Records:
========================================

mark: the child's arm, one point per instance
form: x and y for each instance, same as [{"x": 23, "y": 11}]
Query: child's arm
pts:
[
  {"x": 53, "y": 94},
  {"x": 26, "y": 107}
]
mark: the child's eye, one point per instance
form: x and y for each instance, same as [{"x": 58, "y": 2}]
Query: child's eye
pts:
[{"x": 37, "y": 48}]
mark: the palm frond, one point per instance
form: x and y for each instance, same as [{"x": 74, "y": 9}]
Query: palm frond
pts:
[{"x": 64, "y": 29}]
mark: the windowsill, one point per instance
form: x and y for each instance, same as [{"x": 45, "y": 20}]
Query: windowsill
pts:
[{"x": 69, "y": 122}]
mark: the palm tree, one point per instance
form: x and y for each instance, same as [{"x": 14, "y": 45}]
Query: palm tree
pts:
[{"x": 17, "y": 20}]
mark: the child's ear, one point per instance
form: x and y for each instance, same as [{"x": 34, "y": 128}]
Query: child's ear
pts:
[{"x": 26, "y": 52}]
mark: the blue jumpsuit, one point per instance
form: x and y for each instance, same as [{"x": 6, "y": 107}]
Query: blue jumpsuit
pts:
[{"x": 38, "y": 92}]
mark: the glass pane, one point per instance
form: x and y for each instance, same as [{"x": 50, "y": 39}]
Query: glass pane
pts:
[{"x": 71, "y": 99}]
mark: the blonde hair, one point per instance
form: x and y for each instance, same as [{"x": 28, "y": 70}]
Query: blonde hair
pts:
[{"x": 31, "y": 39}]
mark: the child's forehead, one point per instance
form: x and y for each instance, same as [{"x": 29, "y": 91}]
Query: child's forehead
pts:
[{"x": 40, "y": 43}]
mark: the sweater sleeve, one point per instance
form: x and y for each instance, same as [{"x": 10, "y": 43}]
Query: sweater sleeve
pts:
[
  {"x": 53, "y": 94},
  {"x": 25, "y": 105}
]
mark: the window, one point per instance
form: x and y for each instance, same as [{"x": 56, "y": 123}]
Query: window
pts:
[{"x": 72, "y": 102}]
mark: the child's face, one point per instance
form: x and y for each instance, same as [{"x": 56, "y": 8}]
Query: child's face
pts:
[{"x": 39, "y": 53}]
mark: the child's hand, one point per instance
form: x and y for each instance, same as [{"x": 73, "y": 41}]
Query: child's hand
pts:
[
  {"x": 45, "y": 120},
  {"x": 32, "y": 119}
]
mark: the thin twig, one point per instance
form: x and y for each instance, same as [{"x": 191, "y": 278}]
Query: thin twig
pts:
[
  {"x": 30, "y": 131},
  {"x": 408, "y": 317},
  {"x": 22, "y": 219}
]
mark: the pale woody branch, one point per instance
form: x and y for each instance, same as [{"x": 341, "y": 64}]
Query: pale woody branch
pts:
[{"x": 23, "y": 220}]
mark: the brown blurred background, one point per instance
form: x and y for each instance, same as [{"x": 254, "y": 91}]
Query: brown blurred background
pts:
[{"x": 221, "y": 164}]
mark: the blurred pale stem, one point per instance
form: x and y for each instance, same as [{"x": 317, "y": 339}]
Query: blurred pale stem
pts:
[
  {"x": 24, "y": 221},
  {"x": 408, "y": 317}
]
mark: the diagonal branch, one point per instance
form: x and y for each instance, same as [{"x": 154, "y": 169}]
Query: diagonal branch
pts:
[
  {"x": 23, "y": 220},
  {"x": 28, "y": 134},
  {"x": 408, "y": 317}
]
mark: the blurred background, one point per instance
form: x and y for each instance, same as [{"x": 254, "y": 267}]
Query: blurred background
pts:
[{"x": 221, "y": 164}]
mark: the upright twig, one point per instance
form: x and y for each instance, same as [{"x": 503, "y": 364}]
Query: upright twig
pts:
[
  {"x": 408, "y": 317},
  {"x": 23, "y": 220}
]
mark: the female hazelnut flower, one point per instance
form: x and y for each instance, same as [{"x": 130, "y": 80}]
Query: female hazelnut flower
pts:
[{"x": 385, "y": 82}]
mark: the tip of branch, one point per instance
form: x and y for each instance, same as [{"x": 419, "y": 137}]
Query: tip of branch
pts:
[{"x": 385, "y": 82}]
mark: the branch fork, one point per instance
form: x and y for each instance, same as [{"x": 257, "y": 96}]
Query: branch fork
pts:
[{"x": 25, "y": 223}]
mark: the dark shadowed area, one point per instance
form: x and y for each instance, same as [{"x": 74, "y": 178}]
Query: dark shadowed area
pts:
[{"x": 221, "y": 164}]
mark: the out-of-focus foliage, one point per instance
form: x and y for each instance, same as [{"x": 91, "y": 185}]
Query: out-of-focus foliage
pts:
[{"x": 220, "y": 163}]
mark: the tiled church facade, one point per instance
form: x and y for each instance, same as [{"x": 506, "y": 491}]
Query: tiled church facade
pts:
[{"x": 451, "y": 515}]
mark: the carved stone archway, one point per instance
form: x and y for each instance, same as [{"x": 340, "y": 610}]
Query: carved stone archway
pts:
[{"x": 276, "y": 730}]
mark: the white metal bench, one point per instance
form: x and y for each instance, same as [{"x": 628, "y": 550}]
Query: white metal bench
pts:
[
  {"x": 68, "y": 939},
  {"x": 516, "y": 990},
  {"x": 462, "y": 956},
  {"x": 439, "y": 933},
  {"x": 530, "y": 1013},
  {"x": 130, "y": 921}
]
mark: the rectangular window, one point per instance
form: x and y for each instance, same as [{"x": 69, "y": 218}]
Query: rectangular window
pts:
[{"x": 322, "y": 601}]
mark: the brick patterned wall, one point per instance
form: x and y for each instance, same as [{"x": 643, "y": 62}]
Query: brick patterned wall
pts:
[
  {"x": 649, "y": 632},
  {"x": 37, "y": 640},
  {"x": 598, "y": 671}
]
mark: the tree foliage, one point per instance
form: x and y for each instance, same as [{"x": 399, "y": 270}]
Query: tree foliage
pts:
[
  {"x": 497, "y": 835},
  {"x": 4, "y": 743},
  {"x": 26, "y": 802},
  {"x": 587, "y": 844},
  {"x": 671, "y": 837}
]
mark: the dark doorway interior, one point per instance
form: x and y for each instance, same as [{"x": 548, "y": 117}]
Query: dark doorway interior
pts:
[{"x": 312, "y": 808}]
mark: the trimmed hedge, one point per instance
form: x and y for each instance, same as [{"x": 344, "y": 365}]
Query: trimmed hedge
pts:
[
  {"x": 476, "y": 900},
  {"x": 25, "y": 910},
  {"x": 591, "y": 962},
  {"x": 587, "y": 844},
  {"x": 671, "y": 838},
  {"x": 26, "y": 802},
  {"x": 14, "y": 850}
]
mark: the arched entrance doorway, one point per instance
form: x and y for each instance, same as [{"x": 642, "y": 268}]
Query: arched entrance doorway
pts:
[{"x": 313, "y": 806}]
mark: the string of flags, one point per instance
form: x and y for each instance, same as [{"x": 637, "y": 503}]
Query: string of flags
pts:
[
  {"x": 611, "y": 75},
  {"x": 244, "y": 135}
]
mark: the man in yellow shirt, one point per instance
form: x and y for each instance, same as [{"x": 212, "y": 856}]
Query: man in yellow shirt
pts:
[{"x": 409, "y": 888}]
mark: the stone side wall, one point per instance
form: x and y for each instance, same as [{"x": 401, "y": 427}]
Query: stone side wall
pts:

========================================

Written instruction ->
Output the full listing exactly as it stands.

Exercise response ->
mark: the child's arm, one point per instance
form: x and y for each instance, same as [{"x": 23, "y": 11}]
Query: child's arm
pts:
[
  {"x": 53, "y": 94},
  {"x": 26, "y": 107}
]
mark: the child's eye, one point per instance
form: x and y for each instance, same as [{"x": 58, "y": 2}]
Query: child's eye
pts:
[{"x": 37, "y": 48}]
mark: the palm frond, one point per instance
form: x and y for each instance, same as [{"x": 74, "y": 9}]
Query: palm frond
pts:
[{"x": 64, "y": 29}]
mark: the windowsill, one point per instance
form: x and y for each instance, same as [{"x": 45, "y": 20}]
Query: windowsill
pts:
[{"x": 69, "y": 122}]
mark: the palm tree, one point per instance
form: x and y for each instance, same as [{"x": 14, "y": 45}]
Query: palm tree
pts:
[{"x": 17, "y": 20}]
mark: the child's ear, one point per instance
form: x and y for each instance, same as [{"x": 34, "y": 128}]
Query: child's ear
pts:
[{"x": 26, "y": 52}]
mark: the blue jumpsuit, one point per instance
form: x and y for each instance, same as [{"x": 6, "y": 107}]
Query: blue jumpsuit
pts:
[{"x": 38, "y": 92}]
mark: the glass pane, one point per instance
form: x and y for each instance, same as [{"x": 50, "y": 39}]
Query: glass pane
pts:
[{"x": 71, "y": 99}]
mark: the blonde hair, one point per instance
form: x and y for each instance, same as [{"x": 28, "y": 70}]
Query: blonde hair
pts:
[{"x": 31, "y": 39}]
mark: the child's forehead, one point per instance
form: x and y for each instance, same as [{"x": 29, "y": 91}]
Query: child's forehead
pts:
[{"x": 40, "y": 43}]
mark: the sweater sleeve, one point per instance
form: x and y for each instance, same as [{"x": 10, "y": 43}]
Query: sweater sleeve
pts:
[
  {"x": 53, "y": 94},
  {"x": 25, "y": 105}
]
mark: the window, one point per instance
form: x and y for each instance, same as [{"x": 56, "y": 123}]
Query: window
pts:
[{"x": 72, "y": 102}]
mark: the child's face, one point per instance
form: x and y for each instance, same as [{"x": 56, "y": 8}]
Query: child's face
pts:
[{"x": 39, "y": 53}]
mark: the child's hand, one point per instance
form: x and y for each instance, same as [{"x": 73, "y": 41}]
Query: child's hand
pts:
[
  {"x": 45, "y": 120},
  {"x": 32, "y": 119}
]
mark: the thin twig, one point per instance
form: x and y for each instance, same as [{"x": 191, "y": 278}]
Query: thin twig
pts:
[
  {"x": 30, "y": 131},
  {"x": 408, "y": 317},
  {"x": 22, "y": 219}
]
mark: the pale woody branch, one point per instance
form: x and y for each instance, same as [{"x": 341, "y": 64}]
Query: pale woody branch
pts:
[{"x": 23, "y": 220}]
mark: the brown blurred background, one point per instance
form: x and y for each instance, same as [{"x": 254, "y": 91}]
Query: brown blurred background
pts:
[{"x": 221, "y": 164}]
mark: the blurred pale stem, one point per instance
form: x and y for each instance, same as [{"x": 317, "y": 339}]
Query: blurred pale stem
pts:
[
  {"x": 24, "y": 221},
  {"x": 408, "y": 317}
]
mark: the diagonal branch, one point per instance
form: x and y for each instance, same as [{"x": 154, "y": 169}]
Query: diagonal branch
pts:
[
  {"x": 23, "y": 220},
  {"x": 28, "y": 134},
  {"x": 408, "y": 317}
]
mark: the blurred background, one point per instance
form: x and y for each instance, same as [{"x": 254, "y": 267}]
Query: blurred background
pts:
[{"x": 221, "y": 164}]
mark: the upright twig, one point per instance
form: x and y for each instance, same as [{"x": 503, "y": 364}]
Query: upright twig
pts:
[
  {"x": 408, "y": 317},
  {"x": 23, "y": 220}
]
mark: the female hazelnut flower, one point per instance
form: x and y for each instance, same as [{"x": 130, "y": 80}]
Query: female hazelnut flower
pts:
[{"x": 385, "y": 82}]
mark: the tip of branch, one point per instance
form: x and y for each instance, same as [{"x": 419, "y": 137}]
Query: tip of branch
pts:
[{"x": 385, "y": 82}]
mark: the branch fork, one point per instance
form: x and y for each instance, same as [{"x": 257, "y": 96}]
Query: branch fork
pts:
[{"x": 25, "y": 223}]
mark: the dark shadowed area, one point per instance
form: x and y for each instance, same as [{"x": 74, "y": 178}]
Query: dark shadowed area
pts:
[{"x": 221, "y": 164}]
mark: the out-of-focus foliage, one point per instance
form: x and y for each instance, same as [{"x": 91, "y": 185}]
Query: out-of-focus foliage
pts:
[{"x": 220, "y": 163}]
mark: the tiled church facade, one point per instance
form: x and y for each instance, same as [{"x": 506, "y": 491}]
Query: tiled church facade
pts:
[{"x": 451, "y": 515}]
mark: the carved stone archway, one point per instance
form: x and y for each instance, same as [{"x": 340, "y": 610}]
Query: carved stone archway
pts:
[{"x": 276, "y": 730}]
mark: the white metal bench, one point per instance
form: x and y for each instance, same as [{"x": 628, "y": 550}]
Query: white metal bench
pts:
[
  {"x": 68, "y": 939},
  {"x": 516, "y": 990},
  {"x": 462, "y": 956},
  {"x": 439, "y": 933},
  {"x": 530, "y": 1013},
  {"x": 130, "y": 921}
]
mark: the rectangular window, one point per instance
form: x and y for each instance, same as [{"x": 69, "y": 218}]
Query: rectangular window
pts:
[{"x": 322, "y": 601}]
mark: the brick patterned wall, one point per instance
form: x and y for each instance, same as [{"x": 643, "y": 62}]
Query: brick patterned wall
pts:
[
  {"x": 649, "y": 632},
  {"x": 37, "y": 640},
  {"x": 598, "y": 671}
]
mark: the tree foliage, one point per instance
form: x and y for each instance, same as [{"x": 399, "y": 270}]
Query: tree foliage
pts:
[
  {"x": 497, "y": 835},
  {"x": 4, "y": 743},
  {"x": 26, "y": 802},
  {"x": 587, "y": 844},
  {"x": 671, "y": 837}
]
mark: the dark doorway interior, one point per instance
form: x and y for each instance, same as [{"x": 548, "y": 117}]
Query: dark doorway interior
pts:
[{"x": 312, "y": 808}]
mark: the trimmed hedge, one point per instance
form: x and y for each instance, same as [{"x": 344, "y": 365}]
Query: trimmed hedge
pts:
[
  {"x": 476, "y": 900},
  {"x": 25, "y": 910},
  {"x": 591, "y": 962},
  {"x": 587, "y": 844},
  {"x": 671, "y": 838},
  {"x": 26, "y": 802},
  {"x": 14, "y": 850}
]
mark: the arched entrance doorway, one point per instance
form: x and y for each instance, same as [{"x": 642, "y": 268}]
Query: arched entrance doorway
pts:
[{"x": 313, "y": 806}]
mark: the string of flags, one point per instance
form: x and y for each instance, same as [{"x": 637, "y": 503}]
Query: string of flags
pts:
[
  {"x": 611, "y": 75},
  {"x": 244, "y": 135}
]
mark: the man in yellow shirt, one point per instance
form: x and y for each instance, same as [{"x": 212, "y": 856}]
Query: man in yellow shirt
pts:
[{"x": 409, "y": 888}]
mark: the stone side wall, one point per instance
form: x and y for each instance, same as [{"x": 401, "y": 427}]
Query: stone side wall
pts:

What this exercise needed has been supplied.